▶ _AIM_
According to the text on the Ted television series, in what town and state does the Bennett family live?

* Start DOCUMENT EXCERPT *

2024 American fantasy comedic television series

Ted (stylized as ted) is an American fantasy stoner comedy television series created and directed by Seth MacFarlane for Peacock. The third installment in the Ted franchise, it serves as a prequel to the first film. It is produced by Fuzzy Door Productions, MRC, and Universal Content Productions and stars MacFarlane reprising his role as the voice of the titular character, alongside Max Burkholder, Alanna Ubach, Scott Grimes, and Giorgia Whigham.

Ted premiered on Peacock on January 11, 2024. In May 2024, the series was renewed for a second season, which premiered on March 5, 2026. That same month, MacFarlane confirmed that there were no plans for a third season, citing the show's high production costs.

==Premise==
Set between 1993 and 1994, in between the opening sequence and main plot of Ted (2012), this spin-off series depicts the early life of a sentient teddy bear named Ted, as he lives with 16-year-old John Bennett and his family in Framingham, Massachusetts. In addition to John and Ted, the Bennett household includes John's father Matty, his mother Susan, and his cousin, Blaire, who is living with them while attending a college nearby. In the pilot episode, Ted is forced to attend school with John from then on, due to the trouble he causes while the rest of the family are at school and work.

* End DOCUMENT EXCERPT *
* Start RECORDED INFORMATION *

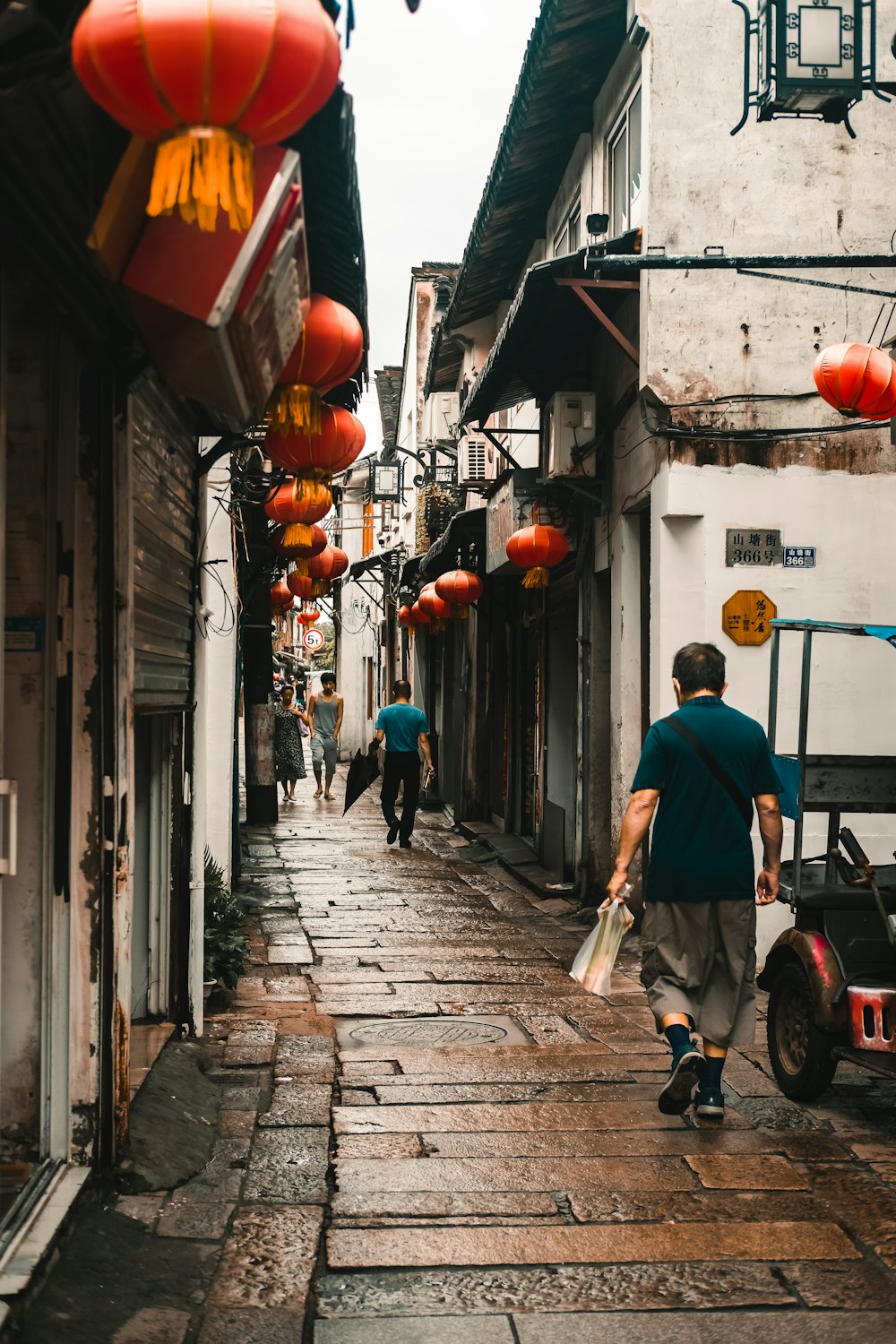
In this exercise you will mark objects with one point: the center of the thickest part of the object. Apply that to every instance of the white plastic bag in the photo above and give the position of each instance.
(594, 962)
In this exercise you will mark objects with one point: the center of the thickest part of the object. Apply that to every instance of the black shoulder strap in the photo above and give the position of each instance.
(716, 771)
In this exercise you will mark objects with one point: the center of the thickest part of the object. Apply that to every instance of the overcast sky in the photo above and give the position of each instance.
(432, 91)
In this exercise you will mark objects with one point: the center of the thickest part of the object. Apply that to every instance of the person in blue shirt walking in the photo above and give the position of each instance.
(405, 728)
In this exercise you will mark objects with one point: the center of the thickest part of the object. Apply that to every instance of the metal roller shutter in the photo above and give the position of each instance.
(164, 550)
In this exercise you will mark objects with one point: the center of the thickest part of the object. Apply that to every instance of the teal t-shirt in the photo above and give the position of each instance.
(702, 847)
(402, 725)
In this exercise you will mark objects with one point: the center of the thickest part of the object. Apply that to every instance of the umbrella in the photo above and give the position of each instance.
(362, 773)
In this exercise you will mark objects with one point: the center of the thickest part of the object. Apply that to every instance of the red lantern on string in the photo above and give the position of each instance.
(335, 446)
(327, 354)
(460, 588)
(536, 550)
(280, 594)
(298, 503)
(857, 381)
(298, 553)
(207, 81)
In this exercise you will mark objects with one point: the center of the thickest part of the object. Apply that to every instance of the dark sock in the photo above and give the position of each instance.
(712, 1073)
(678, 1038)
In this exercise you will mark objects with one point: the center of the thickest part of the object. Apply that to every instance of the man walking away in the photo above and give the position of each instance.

* End RECORDED INFORMATION *

▶ _EXERCISE ANSWER_
Framingham, Massachusetts